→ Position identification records
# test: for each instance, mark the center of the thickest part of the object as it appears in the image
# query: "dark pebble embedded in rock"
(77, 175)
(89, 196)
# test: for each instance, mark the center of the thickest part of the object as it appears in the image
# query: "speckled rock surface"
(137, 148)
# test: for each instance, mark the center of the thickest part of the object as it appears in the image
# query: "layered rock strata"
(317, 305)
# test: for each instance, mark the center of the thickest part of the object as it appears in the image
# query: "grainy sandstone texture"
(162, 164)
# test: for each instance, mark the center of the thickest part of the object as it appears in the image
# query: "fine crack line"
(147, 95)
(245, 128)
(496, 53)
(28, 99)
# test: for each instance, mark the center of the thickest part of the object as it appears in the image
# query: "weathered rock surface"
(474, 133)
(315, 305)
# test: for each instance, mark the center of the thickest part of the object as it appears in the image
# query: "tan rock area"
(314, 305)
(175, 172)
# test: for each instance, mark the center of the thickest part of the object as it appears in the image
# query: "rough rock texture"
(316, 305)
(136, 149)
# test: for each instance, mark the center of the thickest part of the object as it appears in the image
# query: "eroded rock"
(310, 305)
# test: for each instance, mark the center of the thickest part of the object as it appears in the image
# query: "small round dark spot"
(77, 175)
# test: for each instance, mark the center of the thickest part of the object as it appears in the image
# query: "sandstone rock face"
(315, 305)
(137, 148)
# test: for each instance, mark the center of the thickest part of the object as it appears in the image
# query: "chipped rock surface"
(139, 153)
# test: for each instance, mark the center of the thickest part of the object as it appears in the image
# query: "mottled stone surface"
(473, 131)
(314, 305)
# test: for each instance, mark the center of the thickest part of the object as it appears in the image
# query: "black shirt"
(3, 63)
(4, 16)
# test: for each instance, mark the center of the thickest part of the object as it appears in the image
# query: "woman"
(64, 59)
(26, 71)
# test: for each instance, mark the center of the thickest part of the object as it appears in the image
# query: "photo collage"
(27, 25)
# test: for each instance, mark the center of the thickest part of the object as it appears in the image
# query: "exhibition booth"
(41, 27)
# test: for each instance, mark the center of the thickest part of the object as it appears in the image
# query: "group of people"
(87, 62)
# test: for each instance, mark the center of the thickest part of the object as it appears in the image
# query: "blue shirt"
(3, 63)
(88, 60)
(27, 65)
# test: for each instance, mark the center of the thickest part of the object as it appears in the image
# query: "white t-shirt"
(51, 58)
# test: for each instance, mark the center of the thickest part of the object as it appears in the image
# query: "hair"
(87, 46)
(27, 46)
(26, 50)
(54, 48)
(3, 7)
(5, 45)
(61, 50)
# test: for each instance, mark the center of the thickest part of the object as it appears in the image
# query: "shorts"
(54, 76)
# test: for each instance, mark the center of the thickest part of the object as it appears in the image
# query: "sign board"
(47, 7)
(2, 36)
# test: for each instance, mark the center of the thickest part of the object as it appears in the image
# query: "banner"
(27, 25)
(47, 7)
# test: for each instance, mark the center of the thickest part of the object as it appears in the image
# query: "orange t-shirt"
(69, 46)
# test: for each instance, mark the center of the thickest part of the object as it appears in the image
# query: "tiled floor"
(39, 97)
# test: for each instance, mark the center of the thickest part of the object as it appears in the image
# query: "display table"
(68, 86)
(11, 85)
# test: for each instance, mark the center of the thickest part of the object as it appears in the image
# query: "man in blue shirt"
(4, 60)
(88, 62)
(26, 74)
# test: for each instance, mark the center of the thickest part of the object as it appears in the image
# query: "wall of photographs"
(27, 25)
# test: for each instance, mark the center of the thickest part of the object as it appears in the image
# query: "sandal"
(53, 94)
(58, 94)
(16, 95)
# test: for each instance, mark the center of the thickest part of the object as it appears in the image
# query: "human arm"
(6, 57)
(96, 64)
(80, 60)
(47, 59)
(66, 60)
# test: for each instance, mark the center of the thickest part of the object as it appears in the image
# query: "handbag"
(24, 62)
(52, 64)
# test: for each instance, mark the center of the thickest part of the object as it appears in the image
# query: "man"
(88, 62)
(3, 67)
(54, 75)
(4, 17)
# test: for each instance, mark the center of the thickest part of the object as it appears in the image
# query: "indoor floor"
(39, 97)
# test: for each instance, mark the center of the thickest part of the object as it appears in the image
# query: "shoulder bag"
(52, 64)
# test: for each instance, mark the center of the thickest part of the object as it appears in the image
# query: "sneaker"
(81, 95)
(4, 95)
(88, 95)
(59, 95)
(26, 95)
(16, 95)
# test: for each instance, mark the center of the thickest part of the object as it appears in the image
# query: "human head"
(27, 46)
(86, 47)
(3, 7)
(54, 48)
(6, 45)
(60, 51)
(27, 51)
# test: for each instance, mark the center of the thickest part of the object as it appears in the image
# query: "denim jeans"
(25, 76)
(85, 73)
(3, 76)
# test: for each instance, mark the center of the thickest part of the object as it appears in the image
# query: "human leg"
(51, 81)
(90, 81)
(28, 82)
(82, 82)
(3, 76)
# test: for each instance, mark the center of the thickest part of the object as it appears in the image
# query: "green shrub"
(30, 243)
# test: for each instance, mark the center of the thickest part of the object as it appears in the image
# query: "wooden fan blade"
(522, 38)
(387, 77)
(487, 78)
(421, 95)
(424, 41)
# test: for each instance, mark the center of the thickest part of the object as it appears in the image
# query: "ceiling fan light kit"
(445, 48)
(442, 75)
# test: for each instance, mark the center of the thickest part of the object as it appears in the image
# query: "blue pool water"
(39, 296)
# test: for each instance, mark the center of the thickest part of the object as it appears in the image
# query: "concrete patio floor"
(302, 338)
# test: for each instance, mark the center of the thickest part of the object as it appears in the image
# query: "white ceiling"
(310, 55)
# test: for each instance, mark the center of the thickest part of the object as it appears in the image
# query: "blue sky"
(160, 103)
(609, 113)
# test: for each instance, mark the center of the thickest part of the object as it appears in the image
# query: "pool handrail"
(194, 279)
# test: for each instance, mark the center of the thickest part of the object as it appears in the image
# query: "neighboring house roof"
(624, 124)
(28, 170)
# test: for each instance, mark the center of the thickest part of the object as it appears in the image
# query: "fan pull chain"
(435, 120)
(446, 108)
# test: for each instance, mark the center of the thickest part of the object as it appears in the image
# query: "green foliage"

→ Requirement
Every line above should be retyped exactly as given.

→ Problem solution
# test: for each instance, mark the center of the thickest part of the object as it appears in the image
# query: "dark pebble embedded in rock"
(77, 175)
(89, 196)
# test: for each instance, mark the center of the thickest part of the object as it appears in the image
# query: "speckled rock surface"
(137, 148)
# test: for each instance, mark the center of the thickest part of the object as it appears in the image
# query: "layered rock strata"
(317, 305)
# test: for each instance, mark the center of the thickest part of the object as it appears in the image
# query: "grainy sandstone texture"
(162, 164)
# test: for each instance, mark the center of the thickest part of the object as it appears in the image
# query: "fine crack line"
(147, 95)
(245, 128)
(496, 53)
(28, 99)
# test: for each instance, mark the center of the thickest part of the object as it appears in the image
# query: "weathered rock surface"
(474, 133)
(315, 305)
# test: for each instance, mark the center of the thickest part of the object as it appears in the image
# query: "tan rock area"
(314, 305)
(175, 172)
# test: for each instance, mark the center of the thickest part of the object as it appears in the image
# query: "rough rock texture"
(316, 305)
(136, 149)
# test: for each instance, mark the center of the thickest part of the object as it appears in the image
# query: "eroded rock"
(310, 305)
# test: for each instance, mark the center of the thickest part of the object as it appears in the image
# query: "small round dark spot"
(77, 175)
# test: for each instance, mark the center of the thickest part of the object as it appears in the image
# query: "sandstone rock face"
(315, 305)
(137, 148)
# test: for each instance, mark the center of the thickest part of the object as it appears in the image
# query: "chipped rock surface"
(139, 153)
# test: for each instance, mark the center of the thickest part of the object as it appears in the image
# query: "mottled stone surface"
(473, 131)
(314, 305)
# test: for each instance, mark the center of the thickest part of the object as it appears in the image
# query: "black shirt"
(3, 63)
(4, 16)
# test: for each instance, mark the center of the thickest part of the object as it appears in the image
# query: "woman"
(64, 59)
(26, 71)
# test: for each instance, mark the center of the thickest part of the object as it appears in the image
# query: "photo collage"
(27, 25)
# test: for each instance, mark the center of the thickest part of the object as it appears in the image
# query: "exhibition booth"
(41, 27)
# test: for each instance, mark the center of the thickest part of the object as it appears in the image
# query: "group of people"
(87, 62)
# test: for each instance, mark the center of the thickest part of the object as it appears in the image
# query: "blue shirt"
(3, 63)
(88, 60)
(27, 65)
# test: for each instance, mark the center of the thickest part of the object as it appears in the image
# query: "white t-shirt"
(51, 58)
# test: for each instance, mark the center of the thickest part of the object as it appears in the image
# query: "hair"
(87, 46)
(27, 46)
(26, 50)
(54, 48)
(3, 7)
(5, 45)
(61, 50)
# test: for each instance, mark the center of the thickest part of the object as it appears in the image
# query: "shorts"
(54, 76)
# test: for each instance, mark the center of the thickest part of the object as it appears in the image
# query: "sign board"
(47, 7)
(2, 36)
# test: for each instance, mark the center of the thickest part of the object as it appears in the image
# query: "banner"
(27, 25)
(47, 7)
# test: for each instance, mark the center of the thickest part of the object as it appears in the image
# query: "orange t-shirt"
(69, 46)
# test: for each instance, mark the center of the thickest part of the object as it appears in the image
# query: "tiled floor"
(39, 97)
# test: for each instance, mark the center of the thickest part of the object as it appears in the image
# query: "display table"
(68, 86)
(11, 85)
# test: for each instance, mark the center of the thickest part of the object as it appears in the image
# query: "man in blue shirt"
(4, 60)
(88, 62)
(26, 74)
# test: for each instance, mark the center of the thickest part of the object as it appears in the image
# query: "wall of photographs"
(27, 25)
# test: for each instance, mark the center of the thickest part of the object as it appears in the image
# query: "sandal"
(53, 94)
(58, 94)
(16, 95)
# test: for each instance, mark the center of the thickest part of the object as it appears in the image
# query: "human arm"
(6, 57)
(96, 64)
(80, 60)
(47, 59)
(66, 60)
# test: for each instance, mark the center of the thickest part of the object as it appears in the image
# query: "handbag"
(24, 62)
(52, 64)
# test: for each instance, mark the center of the thickest part of the object as it appears in the image
# query: "man"
(88, 62)
(3, 67)
(54, 75)
(4, 17)
# test: for each instance, mark the center of the thickest part of the object as it appears in the image
# query: "indoor floor"
(39, 97)
# test: for each instance, mark the center of the thickest part of the object as it appears in the image
# query: "shoulder bag"
(52, 64)
# test: for each instance, mark the center of the thickest part of the object as it appears in the image
# query: "sneaker"
(81, 95)
(4, 95)
(88, 95)
(59, 95)
(26, 95)
(16, 95)
# test: for each instance, mark the center of the thickest part of the object as it appears in the image
# query: "human head"
(27, 46)
(86, 47)
(3, 7)
(54, 48)
(6, 45)
(60, 51)
(27, 51)
# test: for each instance, mark the center of the thickest part of the object as it appears in the image
# query: "denim jeans"
(25, 76)
(85, 73)
(3, 76)
# test: for each instance, mark the center of the thickest part of the object as it appears in the image
# query: "human leg"
(51, 81)
(90, 81)
(28, 82)
(82, 82)
(3, 76)
# test: for each instance, mark the center of the thickest part of the object as it appears in the image
# query: "green shrub"
(30, 243)
# test: for each instance, mark the center of the thickest part of the object as it appears in the image
# query: "wooden fan blade"
(522, 38)
(387, 77)
(487, 78)
(421, 95)
(424, 41)
# test: for each instance, mark the center of the thickest part of the object as it appears in the image
# query: "ceiling fan light kit"
(445, 48)
(442, 75)
# test: for each instance, mark the center of the thickest part of the object as it appears in the image
# query: "blue pool water"
(39, 296)
# test: for each instance, mark the center of the thickest part of the object as it appears in the image
# query: "concrete patio floor"
(302, 338)
# test: for each instance, mark the center of the thickest part of the object as it appears in the image
# query: "white ceiling"
(310, 55)
# test: for each instance, mark the center of the thickest part of the object as it appears in the image
# query: "blue sky"
(160, 103)
(609, 113)
# test: for each instance, mark the center of the thickest part of the object as it appears in the image
# query: "pool handrail"
(194, 279)
# test: for each instance, mark the center of the thickest part of the object as it appears in the image
# query: "neighboring house roof"
(624, 124)
(28, 170)
# test: for each instance, mark the center of the thickest part of the object as it appears in the image
# query: "fan pull chain"
(435, 120)
(446, 108)
# test: for each instance, mark the center of the thickest part of the object as it appears in the image
# query: "green foliage"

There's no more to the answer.